◆ **Extrait**
Grozny, des musées en ruine 100 000 œuvres sous les décombres

Le Journal des Arts

Le 1 juillet 1995 - 792 mots

Près de cent mille œuvres d’art et pièces archéologiques datant de l’Antiquité à nos jours sont enfouies sous les ruines du bâtiment réunissant les deux musées nationaux de la République tchétchène, le Musée d’art et le Musée d’histoire régionale. Un rapport du ministère russe de la Culture qualifie ces destructions de \"conséquences culturelles\" de la guerre en Tchétchénie… Les objets les plus précieux, abrités dans les coffres de la Banque centrale de Tchétchénie, feraient l’objet de contrebande et apparaîtraient déjà sur le marché de l’art occidental.

MOSCOU (de notre correspondante) - Des experts du ministère russe de la Culture se sont rendus à Grozny à la fin du mois de mars pour dresser le bilan des "conséquences culturelles" de la guerre. Selon eux, environ cinq cents pièces seulement, parmi lesquelles des œuvres de Rubo, Khrutsky, Kuinji et Korovin, ainsi que des peintures européennes du XVIIe au XIXe siècle, pourraient être sauvées. Endommagées par les tirs de mortier et les bombardements, elles ont également souffert d’actes de vandalisme anonymes. Une Madone de l’école italienne du XVIIe siècle a été lacérée, les visages de certains portraits ont été découpés pour servir de cibles.

À l’initiative du ministre tchétchène de la Culture, Ilyas Sigauri, soixante œuvres particulièrement abîmées ont été envoyées à Moscou pour y être restaurées sans plus attendre par des spécialistes du Centre russe de restauration scientifique et artistique Igor Grabar. Après leur remise en état, les tableaux devraient regagner Grozny, mais personne ne peut encore dire quand, tant la situation paraît incertaine : des représentants du ministère de la Culture ont même recommandé d’évacuer les œuvres d’art qui restent à Grozny. Un groupe de restaurateurs venus de Moscou a paré sur place au plus pressé lorsqu’elles ont été extraites des décombres, mais celles-ci sont ensuite restées quasiment sans protection au quartier général du gouvernement tchétchène…

Sous des amas de briques
C’est la deuxième fois que les musées de Grozny sont détruits. Pendant la Seconde Guerre mondiale, le Musée des beaux-arts, dont on n’avait pu évacuer les œuvres, avait été réduit à néant par les Allemands et restauré en 1961 seulement. Par la suite, il a bénéficié d’apports de la Galerie Tretiakov, du Musée russe et de l’Ermitage.

◆ **Consigne**
Réécrivez l'extrait sur les musées de Grozny depuis « Le 1 juillet » jusqu'à « de l’art occidental. » inclus, en substituant « chambres fortes » à « coffres ».

(Lignes du jeu de données)
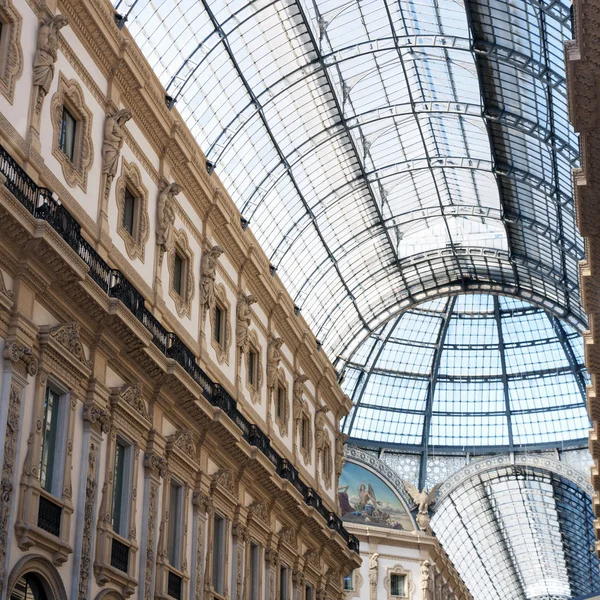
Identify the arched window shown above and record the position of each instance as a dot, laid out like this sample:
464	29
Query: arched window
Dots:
29	587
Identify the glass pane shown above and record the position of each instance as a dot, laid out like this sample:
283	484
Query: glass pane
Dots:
49	429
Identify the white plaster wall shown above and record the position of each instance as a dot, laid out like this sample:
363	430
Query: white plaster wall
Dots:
17	112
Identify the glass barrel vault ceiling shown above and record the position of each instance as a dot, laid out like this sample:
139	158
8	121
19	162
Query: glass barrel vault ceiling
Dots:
465	373
384	151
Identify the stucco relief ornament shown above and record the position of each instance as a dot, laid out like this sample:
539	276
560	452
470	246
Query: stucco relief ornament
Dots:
46	55
423	499
243	321
426	580
274	356
112	145
165	218
373	574
299	401
208	274
320	413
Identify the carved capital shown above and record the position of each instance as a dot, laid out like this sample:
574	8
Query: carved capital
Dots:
155	464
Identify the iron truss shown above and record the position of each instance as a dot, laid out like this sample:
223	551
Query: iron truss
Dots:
345	147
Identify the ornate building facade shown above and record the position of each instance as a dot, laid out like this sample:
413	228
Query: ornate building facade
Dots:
169	427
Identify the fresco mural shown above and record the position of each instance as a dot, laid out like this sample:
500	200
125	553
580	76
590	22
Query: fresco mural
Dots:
365	498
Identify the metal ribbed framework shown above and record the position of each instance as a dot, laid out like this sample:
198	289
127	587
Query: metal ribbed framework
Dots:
395	160
469	373
385	152
520	532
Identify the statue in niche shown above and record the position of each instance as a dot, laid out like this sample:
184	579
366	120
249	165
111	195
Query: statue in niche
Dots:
340	459
299	401
320	413
274	356
166	217
426	580
112	145
46	54
208	273
373	572
244	319
423	500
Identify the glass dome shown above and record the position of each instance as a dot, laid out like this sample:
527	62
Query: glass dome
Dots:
469	373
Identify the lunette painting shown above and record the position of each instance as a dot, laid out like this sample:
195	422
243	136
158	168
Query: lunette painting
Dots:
365	498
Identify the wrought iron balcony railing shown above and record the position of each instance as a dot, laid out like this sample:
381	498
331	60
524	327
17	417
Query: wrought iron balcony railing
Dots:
42	204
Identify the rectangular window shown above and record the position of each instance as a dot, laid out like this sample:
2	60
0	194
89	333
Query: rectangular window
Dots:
349	581
175	532
280	402
254	571
283	583
178	274
219	554
304	433
129	206
397	584
68	127
252	367
121	488
48	466
217	333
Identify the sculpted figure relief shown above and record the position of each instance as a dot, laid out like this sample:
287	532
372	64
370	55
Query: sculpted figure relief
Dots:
46	54
340	459
423	500
426	580
373	568
208	273
320	413
112	145
298	397
166	217
274	356
244	318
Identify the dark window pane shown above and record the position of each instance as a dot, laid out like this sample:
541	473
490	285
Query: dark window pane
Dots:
49	427
178	274
67	134
129	212
218	324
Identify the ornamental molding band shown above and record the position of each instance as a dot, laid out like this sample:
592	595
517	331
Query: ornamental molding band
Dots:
208	275
132	395
16	352
36	563
46	55
70	95
409	585
135	243
8	472
184	440
183	302
88	522
495	462
11	53
112	145
364	459
68	336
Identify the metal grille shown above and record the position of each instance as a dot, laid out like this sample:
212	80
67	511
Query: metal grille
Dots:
49	516
119	556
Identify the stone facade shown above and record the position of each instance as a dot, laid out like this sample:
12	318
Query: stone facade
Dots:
167	475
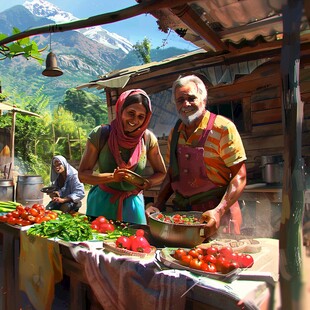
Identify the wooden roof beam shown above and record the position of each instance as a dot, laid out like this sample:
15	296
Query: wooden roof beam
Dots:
107	18
188	16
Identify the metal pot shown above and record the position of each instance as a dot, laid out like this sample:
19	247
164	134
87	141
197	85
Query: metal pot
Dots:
177	235
272	173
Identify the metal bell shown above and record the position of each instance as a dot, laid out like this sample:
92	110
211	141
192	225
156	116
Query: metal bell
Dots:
51	66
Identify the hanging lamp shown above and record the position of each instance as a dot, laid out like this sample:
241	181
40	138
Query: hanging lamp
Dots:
51	63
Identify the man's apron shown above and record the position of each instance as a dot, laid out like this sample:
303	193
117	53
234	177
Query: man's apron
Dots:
194	190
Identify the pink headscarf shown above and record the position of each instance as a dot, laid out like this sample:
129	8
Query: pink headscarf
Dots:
118	138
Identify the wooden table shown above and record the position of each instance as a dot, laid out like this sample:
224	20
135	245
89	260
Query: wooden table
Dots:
206	292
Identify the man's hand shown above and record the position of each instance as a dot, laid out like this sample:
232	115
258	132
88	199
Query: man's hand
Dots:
212	219
150	209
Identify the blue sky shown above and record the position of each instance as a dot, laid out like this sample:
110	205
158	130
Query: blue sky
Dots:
134	29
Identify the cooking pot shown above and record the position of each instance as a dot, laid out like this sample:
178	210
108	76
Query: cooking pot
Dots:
177	235
273	173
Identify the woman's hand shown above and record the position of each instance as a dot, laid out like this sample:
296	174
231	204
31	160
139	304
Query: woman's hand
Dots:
59	200
54	194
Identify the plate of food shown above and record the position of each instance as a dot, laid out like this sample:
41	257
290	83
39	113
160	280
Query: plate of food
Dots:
48	189
110	246
132	177
166	256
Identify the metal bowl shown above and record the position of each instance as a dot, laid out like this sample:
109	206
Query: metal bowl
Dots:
176	235
48	189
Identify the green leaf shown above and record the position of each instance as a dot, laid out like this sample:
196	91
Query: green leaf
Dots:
16	48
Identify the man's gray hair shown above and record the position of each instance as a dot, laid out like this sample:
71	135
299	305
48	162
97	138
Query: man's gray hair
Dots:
183	80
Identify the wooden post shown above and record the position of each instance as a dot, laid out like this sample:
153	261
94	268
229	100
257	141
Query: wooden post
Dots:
12	145
69	146
293	186
54	138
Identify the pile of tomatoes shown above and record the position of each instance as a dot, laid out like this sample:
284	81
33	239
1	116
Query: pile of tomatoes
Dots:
213	259
24	215
135	243
177	219
102	225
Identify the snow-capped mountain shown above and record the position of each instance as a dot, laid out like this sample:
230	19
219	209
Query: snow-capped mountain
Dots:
42	8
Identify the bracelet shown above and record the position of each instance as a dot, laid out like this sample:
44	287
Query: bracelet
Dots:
220	210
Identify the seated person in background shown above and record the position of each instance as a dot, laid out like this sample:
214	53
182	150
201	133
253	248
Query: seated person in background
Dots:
69	190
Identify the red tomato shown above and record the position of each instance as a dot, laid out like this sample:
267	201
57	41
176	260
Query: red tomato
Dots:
225	268
234	257
179	253
234	265
3	218
106	227
246	261
209	258
11	220
123	242
193	253
94	226
20	209
15	214
101	220
34	212
199	250
140	233
226	252
31	218
186	259
204	267
195	263
220	261
26	222
19	221
212	267
212	250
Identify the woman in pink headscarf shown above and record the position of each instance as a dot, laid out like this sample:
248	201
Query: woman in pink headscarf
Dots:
125	144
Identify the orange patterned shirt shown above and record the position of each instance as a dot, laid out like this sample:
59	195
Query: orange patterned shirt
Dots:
223	147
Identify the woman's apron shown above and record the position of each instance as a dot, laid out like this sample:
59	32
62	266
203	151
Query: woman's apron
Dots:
194	190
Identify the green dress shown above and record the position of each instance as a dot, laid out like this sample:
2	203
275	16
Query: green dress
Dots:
100	202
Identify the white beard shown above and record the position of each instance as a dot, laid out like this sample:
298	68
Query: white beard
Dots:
187	120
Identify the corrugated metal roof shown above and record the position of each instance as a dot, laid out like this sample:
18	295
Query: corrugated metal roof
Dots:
222	29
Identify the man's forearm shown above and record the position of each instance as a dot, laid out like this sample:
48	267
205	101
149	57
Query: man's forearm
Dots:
233	192
164	193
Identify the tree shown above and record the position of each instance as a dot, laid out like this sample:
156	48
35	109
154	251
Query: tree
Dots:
23	47
143	50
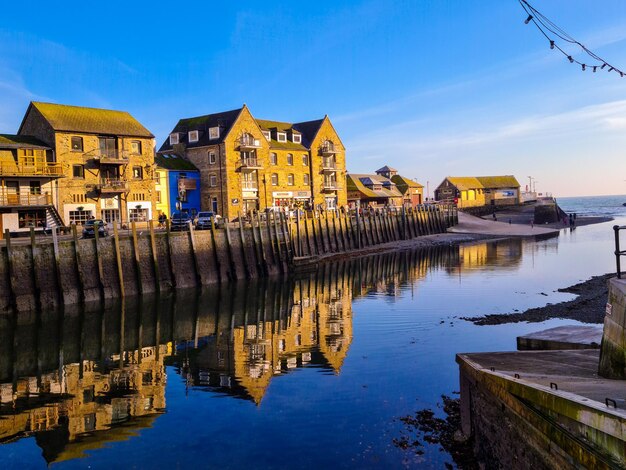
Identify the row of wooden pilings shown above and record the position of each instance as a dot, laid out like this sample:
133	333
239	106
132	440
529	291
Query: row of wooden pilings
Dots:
337	231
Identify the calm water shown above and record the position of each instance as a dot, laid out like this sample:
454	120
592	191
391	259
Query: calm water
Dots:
298	373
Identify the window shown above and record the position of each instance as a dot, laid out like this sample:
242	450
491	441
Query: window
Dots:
77	144
79	217
35	187
78	171
214	133
135	147
138	215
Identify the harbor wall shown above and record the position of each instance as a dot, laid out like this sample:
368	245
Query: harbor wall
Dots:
518	425
37	274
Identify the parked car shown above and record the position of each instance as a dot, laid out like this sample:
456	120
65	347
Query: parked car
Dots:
180	220
203	222
89	229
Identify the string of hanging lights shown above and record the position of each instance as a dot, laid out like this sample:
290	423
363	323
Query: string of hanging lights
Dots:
553	33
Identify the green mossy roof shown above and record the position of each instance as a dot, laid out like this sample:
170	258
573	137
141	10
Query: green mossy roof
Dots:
20	141
170	161
483	182
91	120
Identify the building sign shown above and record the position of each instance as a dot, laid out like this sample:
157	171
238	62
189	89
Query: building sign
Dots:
282	194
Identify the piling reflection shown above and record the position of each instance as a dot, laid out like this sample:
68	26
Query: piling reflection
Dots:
78	379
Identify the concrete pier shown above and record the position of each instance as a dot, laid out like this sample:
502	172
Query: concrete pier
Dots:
562	337
543	409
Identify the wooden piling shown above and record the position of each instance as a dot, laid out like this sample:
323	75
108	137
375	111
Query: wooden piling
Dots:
80	277
243	248
138	277
118	260
155	259
194	253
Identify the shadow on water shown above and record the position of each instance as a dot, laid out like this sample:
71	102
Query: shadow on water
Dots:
83	377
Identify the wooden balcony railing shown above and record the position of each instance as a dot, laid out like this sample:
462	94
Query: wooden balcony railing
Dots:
25	199
50	170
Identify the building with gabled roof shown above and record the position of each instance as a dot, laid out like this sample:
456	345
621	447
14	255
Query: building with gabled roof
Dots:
476	191
177	184
251	164
106	157
29	179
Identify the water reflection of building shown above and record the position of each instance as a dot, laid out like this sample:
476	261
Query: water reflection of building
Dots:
80	404
268	331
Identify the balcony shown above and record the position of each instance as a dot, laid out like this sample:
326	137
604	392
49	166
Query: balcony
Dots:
248	143
109	157
48	170
250	185
329	165
25	200
110	186
249	164
330	185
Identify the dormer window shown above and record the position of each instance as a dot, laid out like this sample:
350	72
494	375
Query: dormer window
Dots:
214	133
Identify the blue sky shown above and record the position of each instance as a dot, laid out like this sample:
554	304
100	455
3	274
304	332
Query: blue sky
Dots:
430	87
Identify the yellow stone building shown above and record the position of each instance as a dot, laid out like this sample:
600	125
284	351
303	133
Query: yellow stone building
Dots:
28	184
106	157
252	164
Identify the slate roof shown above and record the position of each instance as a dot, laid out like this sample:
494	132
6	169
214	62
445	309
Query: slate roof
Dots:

◆ **Corrigé**
Le 1 juillet 1995 - 792 mots

Près de cent mille œuvres d’art et pièces archéologiques datant de l’Antiquité à nos jours sont enfouies sous les ruines du bâtiment réunissant les deux musées nationaux de la République tchétchène, le Musée d’art et le Musée d’histoire régionale. Un rapport du ministère russe de la Culture qualifie ces destructions de \"conséquences culturelles\" de la guerre en Tchétchénie… Les objets les plus précieux, abrités dans les chambres fortes de la Banque centrale de Tchétchénie, feraient l’objet de contrebande et apparaîtraient déjà sur le marché de l’art occidental.